→ **Consigne**
Dans la liste ci-dessous, recopiez fidèlement tout ce qui va de la ligne contenant « Where can you see the dog's left » jusqu'à celle contenant « point(120, 77) », ces deux lignes comprises.

=======

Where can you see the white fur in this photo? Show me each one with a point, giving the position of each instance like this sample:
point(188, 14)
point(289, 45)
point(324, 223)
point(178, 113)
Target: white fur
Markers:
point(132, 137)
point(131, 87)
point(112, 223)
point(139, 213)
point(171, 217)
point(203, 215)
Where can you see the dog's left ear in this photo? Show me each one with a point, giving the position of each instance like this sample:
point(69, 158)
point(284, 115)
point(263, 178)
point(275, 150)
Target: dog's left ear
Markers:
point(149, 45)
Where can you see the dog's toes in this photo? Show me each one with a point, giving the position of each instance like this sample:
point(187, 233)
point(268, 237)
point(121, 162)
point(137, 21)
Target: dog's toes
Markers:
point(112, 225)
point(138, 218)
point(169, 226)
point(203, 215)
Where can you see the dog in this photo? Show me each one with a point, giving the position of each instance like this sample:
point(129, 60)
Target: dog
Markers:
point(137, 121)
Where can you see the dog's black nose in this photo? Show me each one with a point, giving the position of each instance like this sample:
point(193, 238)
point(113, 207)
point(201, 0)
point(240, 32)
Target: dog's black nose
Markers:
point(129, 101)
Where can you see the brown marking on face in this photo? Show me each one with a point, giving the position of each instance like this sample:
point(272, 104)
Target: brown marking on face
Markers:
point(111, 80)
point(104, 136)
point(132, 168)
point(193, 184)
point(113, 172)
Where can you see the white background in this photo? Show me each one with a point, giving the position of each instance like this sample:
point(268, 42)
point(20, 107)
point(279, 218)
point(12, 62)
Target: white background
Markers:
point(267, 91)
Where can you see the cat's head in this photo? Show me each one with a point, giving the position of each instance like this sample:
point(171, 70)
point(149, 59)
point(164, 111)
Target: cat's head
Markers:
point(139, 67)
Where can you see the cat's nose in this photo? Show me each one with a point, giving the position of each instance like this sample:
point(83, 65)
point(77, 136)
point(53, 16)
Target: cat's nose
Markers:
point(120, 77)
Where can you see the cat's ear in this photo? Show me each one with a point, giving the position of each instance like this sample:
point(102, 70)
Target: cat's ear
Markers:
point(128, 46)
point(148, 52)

=======

→ **Résultat produit**
Where can you see the dog's left ear in this photo? Show me each one with a point, giving the position of each instance like this sample:
point(69, 158)
point(284, 115)
point(263, 178)
point(275, 150)
Target: dog's left ear
Markers:
point(149, 45)
Where can you see the dog's toes in this photo? Show me each one with a point, giving the position of each instance like this sample:
point(187, 233)
point(268, 237)
point(121, 162)
point(137, 21)
Target: dog's toes
Markers:
point(112, 225)
point(138, 218)
point(169, 226)
point(203, 215)
Where can you see the dog in this photo? Show me each one with a point, giving the position of each instance like this sample:
point(129, 60)
Target: dog
Markers:
point(137, 121)
Where can you see the dog's black nose in this photo? Show me each one with a point, giving the position of each instance like this sample:
point(193, 238)
point(113, 207)
point(201, 0)
point(240, 32)
Target: dog's black nose
Markers:
point(129, 101)
Where can you see the brown marking on face in this photo? Show me each one with a point, giving the position of each instance like this sample:
point(272, 104)
Target: brown marking on face
Markers:
point(111, 80)
point(104, 136)
point(132, 168)
point(193, 184)
point(113, 172)
Where can you see the white background in this photo? Show me each one with a point, giving the position of each instance like this sample:
point(268, 42)
point(20, 107)
point(279, 218)
point(12, 62)
Target: white background
Markers:
point(267, 91)
Where can you see the cat's head in this photo? Show me each one with a point, giving the position of each instance like this sample:
point(171, 70)
point(149, 59)
point(164, 111)
Target: cat's head
Markers:
point(139, 67)
Where can you see the cat's nose in this photo? Show me each one with a point, giving the position of each instance like this sample:
point(83, 65)
point(77, 136)
point(53, 16)
Target: cat's nose
Markers:
point(120, 77)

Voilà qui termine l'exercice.